[Given information]
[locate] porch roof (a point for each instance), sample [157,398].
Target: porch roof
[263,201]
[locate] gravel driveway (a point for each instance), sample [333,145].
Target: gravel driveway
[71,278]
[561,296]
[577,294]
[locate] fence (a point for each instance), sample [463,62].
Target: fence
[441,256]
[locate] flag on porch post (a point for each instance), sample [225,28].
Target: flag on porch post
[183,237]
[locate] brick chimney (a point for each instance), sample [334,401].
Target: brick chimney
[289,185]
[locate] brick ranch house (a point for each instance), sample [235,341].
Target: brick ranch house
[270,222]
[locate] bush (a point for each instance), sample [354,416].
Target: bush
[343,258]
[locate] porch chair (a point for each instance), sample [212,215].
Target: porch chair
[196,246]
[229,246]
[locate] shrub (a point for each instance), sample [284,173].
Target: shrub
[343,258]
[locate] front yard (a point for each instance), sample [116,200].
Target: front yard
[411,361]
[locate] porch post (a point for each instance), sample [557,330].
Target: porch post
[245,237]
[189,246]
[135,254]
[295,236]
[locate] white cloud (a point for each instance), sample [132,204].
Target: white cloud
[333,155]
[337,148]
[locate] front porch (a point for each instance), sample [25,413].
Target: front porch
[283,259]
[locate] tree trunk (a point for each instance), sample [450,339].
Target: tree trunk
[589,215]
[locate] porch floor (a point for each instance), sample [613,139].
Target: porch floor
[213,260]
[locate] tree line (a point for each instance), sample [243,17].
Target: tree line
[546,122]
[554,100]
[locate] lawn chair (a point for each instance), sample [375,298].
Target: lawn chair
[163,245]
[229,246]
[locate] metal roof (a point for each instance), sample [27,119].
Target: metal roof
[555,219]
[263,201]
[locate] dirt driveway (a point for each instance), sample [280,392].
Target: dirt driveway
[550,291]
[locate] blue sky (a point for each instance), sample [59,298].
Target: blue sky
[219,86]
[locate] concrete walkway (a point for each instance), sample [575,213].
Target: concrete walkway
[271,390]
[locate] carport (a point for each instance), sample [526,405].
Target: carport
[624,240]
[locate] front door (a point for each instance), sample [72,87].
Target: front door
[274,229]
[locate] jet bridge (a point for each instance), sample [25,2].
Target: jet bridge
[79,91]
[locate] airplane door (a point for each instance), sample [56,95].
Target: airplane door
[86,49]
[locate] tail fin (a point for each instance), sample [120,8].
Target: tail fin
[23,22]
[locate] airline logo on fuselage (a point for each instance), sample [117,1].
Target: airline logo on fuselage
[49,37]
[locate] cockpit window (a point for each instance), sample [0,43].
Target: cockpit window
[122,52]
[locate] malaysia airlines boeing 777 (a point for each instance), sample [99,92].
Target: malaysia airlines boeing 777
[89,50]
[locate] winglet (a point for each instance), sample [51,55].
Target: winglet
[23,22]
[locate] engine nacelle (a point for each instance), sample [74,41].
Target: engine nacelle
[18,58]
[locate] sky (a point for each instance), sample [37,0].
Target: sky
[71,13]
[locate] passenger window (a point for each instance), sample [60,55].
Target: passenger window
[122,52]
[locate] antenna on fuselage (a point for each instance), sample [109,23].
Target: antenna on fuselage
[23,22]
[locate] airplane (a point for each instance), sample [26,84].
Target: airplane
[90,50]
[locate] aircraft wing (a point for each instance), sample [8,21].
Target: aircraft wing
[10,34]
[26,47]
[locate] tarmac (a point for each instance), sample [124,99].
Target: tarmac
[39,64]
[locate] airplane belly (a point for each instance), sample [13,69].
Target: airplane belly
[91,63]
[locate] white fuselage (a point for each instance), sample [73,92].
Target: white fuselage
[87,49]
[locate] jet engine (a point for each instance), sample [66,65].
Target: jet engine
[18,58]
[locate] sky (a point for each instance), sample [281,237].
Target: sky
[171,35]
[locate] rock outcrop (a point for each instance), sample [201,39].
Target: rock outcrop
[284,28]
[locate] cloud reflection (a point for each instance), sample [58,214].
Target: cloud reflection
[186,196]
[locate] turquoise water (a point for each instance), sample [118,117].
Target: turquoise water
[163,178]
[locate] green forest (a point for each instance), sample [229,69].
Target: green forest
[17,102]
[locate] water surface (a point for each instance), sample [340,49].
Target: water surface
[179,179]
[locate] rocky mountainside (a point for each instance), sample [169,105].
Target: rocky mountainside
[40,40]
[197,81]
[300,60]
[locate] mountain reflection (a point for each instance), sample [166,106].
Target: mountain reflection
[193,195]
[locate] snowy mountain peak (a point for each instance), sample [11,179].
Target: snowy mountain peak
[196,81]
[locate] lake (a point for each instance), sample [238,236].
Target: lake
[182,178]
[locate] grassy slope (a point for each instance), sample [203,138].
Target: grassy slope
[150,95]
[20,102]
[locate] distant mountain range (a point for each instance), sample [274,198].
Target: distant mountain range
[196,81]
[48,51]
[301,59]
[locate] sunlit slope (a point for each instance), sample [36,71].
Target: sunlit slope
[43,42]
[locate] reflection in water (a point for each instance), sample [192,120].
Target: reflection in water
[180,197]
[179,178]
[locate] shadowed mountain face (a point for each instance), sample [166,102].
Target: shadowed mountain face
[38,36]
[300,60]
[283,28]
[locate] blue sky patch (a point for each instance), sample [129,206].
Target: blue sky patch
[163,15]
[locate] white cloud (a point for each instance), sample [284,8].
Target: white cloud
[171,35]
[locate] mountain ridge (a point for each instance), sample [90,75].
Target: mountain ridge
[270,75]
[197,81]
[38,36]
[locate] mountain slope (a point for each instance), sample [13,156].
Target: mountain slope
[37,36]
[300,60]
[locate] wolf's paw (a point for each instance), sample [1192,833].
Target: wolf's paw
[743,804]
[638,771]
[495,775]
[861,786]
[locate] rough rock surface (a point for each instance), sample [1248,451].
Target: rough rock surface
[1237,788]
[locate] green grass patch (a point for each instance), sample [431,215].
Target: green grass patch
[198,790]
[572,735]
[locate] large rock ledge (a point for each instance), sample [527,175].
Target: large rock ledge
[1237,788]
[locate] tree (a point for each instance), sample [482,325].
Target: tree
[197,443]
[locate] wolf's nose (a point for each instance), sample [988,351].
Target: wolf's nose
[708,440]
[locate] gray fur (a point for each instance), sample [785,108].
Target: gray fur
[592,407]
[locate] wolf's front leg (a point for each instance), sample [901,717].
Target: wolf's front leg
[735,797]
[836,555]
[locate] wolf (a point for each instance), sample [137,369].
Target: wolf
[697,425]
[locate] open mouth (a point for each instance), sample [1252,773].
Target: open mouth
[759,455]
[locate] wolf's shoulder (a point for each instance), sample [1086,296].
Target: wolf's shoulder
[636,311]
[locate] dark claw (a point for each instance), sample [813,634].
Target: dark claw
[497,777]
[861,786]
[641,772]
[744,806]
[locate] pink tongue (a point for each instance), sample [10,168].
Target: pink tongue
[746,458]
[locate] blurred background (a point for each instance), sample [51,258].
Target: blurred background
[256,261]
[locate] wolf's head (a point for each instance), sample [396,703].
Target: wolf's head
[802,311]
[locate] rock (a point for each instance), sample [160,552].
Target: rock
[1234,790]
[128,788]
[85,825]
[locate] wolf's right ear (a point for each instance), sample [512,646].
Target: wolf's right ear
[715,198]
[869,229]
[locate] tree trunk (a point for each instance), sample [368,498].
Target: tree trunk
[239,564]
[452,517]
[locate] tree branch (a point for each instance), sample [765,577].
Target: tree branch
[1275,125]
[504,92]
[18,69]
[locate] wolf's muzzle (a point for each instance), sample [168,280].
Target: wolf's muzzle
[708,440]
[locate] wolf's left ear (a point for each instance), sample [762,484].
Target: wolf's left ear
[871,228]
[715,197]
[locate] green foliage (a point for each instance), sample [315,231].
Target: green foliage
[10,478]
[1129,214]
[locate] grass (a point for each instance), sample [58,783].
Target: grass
[/Given information]
_Directions_
Transcribe all of the entries without alteration.

_Task answer_
[locate] porch roof (a point for each instance), sample [157,398].
Target: porch roof
[263,201]
[locate] gravel driveway (a point for each instance), sample [333,145].
Target: gravel driveway
[71,278]
[561,296]
[577,294]
[locate] fence (a point for each instance), sample [463,62].
Target: fence
[441,256]
[locate] flag on porch post (a point for each instance), sample [225,28].
Target: flag on porch post
[183,237]
[locate] brick chimney (a point for each instance), sample [334,401].
Target: brick chimney
[289,185]
[locate] brick ranch house (a point for each instance), sample [235,341].
Target: brick ranch house
[270,222]
[locate] bush (a point for each instance), sample [354,416].
Target: bush
[343,258]
[locate] porch chair (a point for each instance), sample [212,215].
Target: porch chair
[196,246]
[229,246]
[locate] shrub (a point for each instance), sample [284,173].
Target: shrub
[343,258]
[locate] front yard (a point for each instance), sample [116,200].
Target: front yard
[411,361]
[locate] porch post (a point for each instance), sample [557,330].
Target: porch post
[245,237]
[189,246]
[135,254]
[295,236]
[locate] white cloud (a point for each instance), sample [132,204].
Target: white cloud
[333,155]
[337,148]
[locate] front porch (a point for each instance), sample [25,413].
Target: front porch
[283,259]
[locate] tree trunk (a point for each instance), sample [450,339].
Target: tree trunk
[589,215]
[locate] porch floor (a point for each instance), sample [613,139].
Target: porch floor
[213,260]
[locate] tree line (a point for each instance), sample [243,17].
Target: tree line
[546,122]
[554,100]
[locate] lawn chair (a point for each instance), sample [375,298].
Target: lawn chair
[163,245]
[229,246]
[locate] metal roof (a point for each instance), sample [27,119].
Target: metal roof
[555,219]
[263,201]
[locate] dirt driveway (a point for each instance), sample [280,392].
Target: dirt driveway
[550,291]
[locate] blue sky (a point for each instance), sample [59,298].
Target: blue sky
[219,86]
[locate] concrete walkway (a point for each instance), sample [575,213].
Target: concrete walkway
[271,390]
[locate] carport (a point for each instance), sample [526,405].
Target: carport
[624,240]
[locate] front door (a point for each instance), sample [72,87].
Target: front door
[274,229]
[locate] jet bridge (a point for each instance), sample [25,2].
Target: jet bridge
[79,91]
[locate] airplane door (a point for each instance), sample [56,95].
Target: airplane door
[86,49]
[locate] tail fin (a point for each instance), sample [120,8].
Target: tail fin
[23,22]
[locate] airline logo on fuselage (a point for each instance), sample [117,1].
Target: airline logo on fuselage
[49,37]
[locate] cockpit window (a point for each instance), sample [0,43].
Target: cockpit window
[122,52]
[locate] malaysia airlines boeing 777 (a point for each instance), sample [99,92].
Target: malaysia airlines boeing 777
[89,50]
[locate] winglet (a point for each instance), sample [51,55].
Target: winglet
[23,22]
[locate] engine nacelle (a point for each instance), sample [74,41].
Target: engine nacelle
[18,58]
[locate] sky (a point for each instance), sample [37,0].
Target: sky
[71,13]
[locate] passenger window (a point for each instance), sample [60,55].
Target: passenger window
[122,52]
[locate] antenna on fuselage (a point for each instance), sample [109,23].
Target: antenna on fuselage
[23,22]
[locate] airplane (a point for each instance), sample [26,84].
Target: airplane
[90,50]
[locate] aircraft wing (a point for each instance), sample [8,21].
Target: aircraft wing
[10,34]
[26,47]
[locate] tarmac (a point for each instance), sample [124,99].
Target: tarmac
[39,64]
[locate] airplane belly (a point for each instance), sample [13,69].
Target: airplane belly
[91,63]
[locate] white fuselage (a point for each instance), sample [73,92].
Target: white fuselage
[87,49]
[locate] jet engine (a point for each instance), sample [66,65].
Target: jet engine
[18,58]
[locate] sky (a point for each instance), sample [281,237].
Target: sky
[171,35]
[locate] rock outcrop (a point for each instance), sample [201,39].
Target: rock outcrop
[284,28]
[locate] cloud reflection (a point for each instance), sample [58,214].
Target: cloud reflection
[186,196]
[locate] turquoise water (a point for each instance), sample [118,117].
Target: turquoise water
[163,178]
[locate] green forest (a point for each instance), sample [229,69].
Target: green forest
[17,102]
[locate] water surface (a point for each instance), sample [340,49].
Target: water surface
[179,179]
[locate] rocky mountainside (a point for each instance), sample [169,105].
Target: rocky mountainside
[40,40]
[197,81]
[300,60]
[locate] mountain reflection (a point for each instance), sample [166,106].
Target: mountain reflection
[193,195]
[locate] snowy mountain peak (a point for each instance), sample [11,179].
Target: snowy mountain peak
[196,81]
[locate] lake (a point for each instance), sample [238,236].
Target: lake
[182,178]
[locate] grassy slope (a point for each instance), sample [203,138].
Target: grassy slope
[150,95]
[20,102]
[locate] distant mountain range (a point for each instance), sample [274,198].
Target: distant mountain range
[196,81]
[48,51]
[301,59]
[locate] sunlit slope (a point for each instance), sample [36,71].
Target: sunlit slope
[43,42]
[locate] reflection in water (a point for each instance), sample [192,120].
Target: reflection in water
[180,197]
[179,178]
[locate] shadowed mountain face (a point for each instance), sample [166,102].
Target: shadowed mountain face
[38,36]
[300,60]
[283,28]
[locate] blue sky patch (a point for each instance), sample [129,206].
Target: blue sky patch
[163,15]
[locate] white cloud (a point for each instance), sample [284,8].
Target: white cloud
[171,35]
[locate] mountain ridge (a point for each instance), sample [90,75].
Target: mountain ridge
[270,75]
[197,81]
[38,36]
[locate] mountain slope (a point for each instance), sample [13,156].
Target: mountain slope
[37,36]
[300,60]
[locate] wolf's paw (a point for each instance), sample [1192,833].
Target: wolf's paw
[743,804]
[638,771]
[495,775]
[861,786]
[locate] rough rock surface (a point for each instance), sample [1248,451].
Target: rough rock surface
[1237,788]
[locate] green grass patch (a point for each instance), sample [431,215].
Target: green grass patch
[198,790]
[572,735]
[locate] large rock ledge (a point for each instance), sample [527,175].
Target: large rock ledge
[1237,788]
[locate] tree (a point for each instance), sample [482,325].
Target: tree
[197,443]
[locate] wolf's nose (a point for each instance), sample [988,351].
Target: wolf's nose
[708,440]
[locate] gray fur (a point for each instance), sample [785,108].
Target: gray fur
[592,407]
[locate] wolf's front leg (a point for each instance), sample [901,717].
Target: wolf's front leg
[735,797]
[836,555]
[locate] wolf (a point for each instance), sample [137,369].
Target: wolf
[697,425]
[locate] open mouth (a point for each instance), sample [1252,773].
Target: open mouth
[759,455]
[locate] wolf's shoulder (a point for each instance), sample [1086,296].
Target: wolf's shoulder
[636,311]
[locate] dark claw (a point for each instance), sample [813,634].
Target: dark claw
[497,777]
[861,786]
[641,772]
[744,806]
[locate] pink tongue (a point for each instance), sample [10,168].
Target: pink tongue
[746,458]
[locate] blurred background (a point for each instance), sample [51,258].
Target: blurred background
[256,261]
[locate] wolf's head (a point for each instance), sample [396,703].
Target: wolf's head
[802,311]
[locate] rock (a point for each instance), sample [160,552].
Target: rock
[1234,790]
[128,788]
[85,825]
[locate] wolf's right ear (a point for each instance), sample [512,646].
Target: wolf's right ear
[715,198]
[869,229]
[locate] tree trunk (a point for each instance), sample [368,498].
Target: tree trunk
[239,564]
[452,517]
[locate] tree branch (a point for each instance), sample [765,577].
Target: tree branch
[1275,125]
[504,92]
[18,69]
[locate] wolf's muzzle (a point for each instance), sample [168,280].
Target: wolf's muzzle
[708,440]
[locate] wolf's left ear (a point for each instance), sample [762,484].
Target: wolf's left ear
[871,228]
[715,197]
[locate] green foliage (a point for each instance), sample [315,231].
Target: green foliage
[10,478]
[1129,214]
[locate] grass (a point for each instance), sample [58,783].
Target: grass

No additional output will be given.